• [What to produce]: Reproduce the data below verbatim, from its first line through the line containing "756), (790, 746)]", with that line included.

(Dataset rows)

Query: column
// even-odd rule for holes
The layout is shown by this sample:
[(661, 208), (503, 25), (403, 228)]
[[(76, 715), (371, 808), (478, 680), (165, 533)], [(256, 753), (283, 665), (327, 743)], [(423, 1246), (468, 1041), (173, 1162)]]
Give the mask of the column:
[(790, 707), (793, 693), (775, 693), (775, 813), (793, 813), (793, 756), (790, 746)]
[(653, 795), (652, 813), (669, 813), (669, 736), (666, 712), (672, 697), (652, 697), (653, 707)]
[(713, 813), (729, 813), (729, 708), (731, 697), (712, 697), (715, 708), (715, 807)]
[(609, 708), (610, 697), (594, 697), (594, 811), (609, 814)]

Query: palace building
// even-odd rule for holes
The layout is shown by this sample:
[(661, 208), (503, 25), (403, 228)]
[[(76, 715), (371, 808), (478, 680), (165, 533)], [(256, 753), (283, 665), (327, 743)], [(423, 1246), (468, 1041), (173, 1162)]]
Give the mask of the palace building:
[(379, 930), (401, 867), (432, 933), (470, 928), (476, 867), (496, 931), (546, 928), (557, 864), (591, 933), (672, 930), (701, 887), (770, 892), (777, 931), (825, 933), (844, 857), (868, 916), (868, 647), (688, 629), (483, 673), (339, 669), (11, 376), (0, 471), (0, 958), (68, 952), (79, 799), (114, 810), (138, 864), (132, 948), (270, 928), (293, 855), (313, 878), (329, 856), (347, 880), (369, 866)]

• [Finished answer]:
Query: column
// even-odd rule for holes
The layout is shown by this sample:
[(661, 208), (503, 25), (403, 228)]
[[(76, 715), (371, 808), (478, 680), (165, 533)], [(256, 753), (283, 665), (327, 743)], [(423, 1246), (468, 1041), (173, 1162)]]
Give the mask of the column:
[(790, 707), (793, 693), (775, 693), (775, 813), (793, 813), (793, 756), (790, 746)]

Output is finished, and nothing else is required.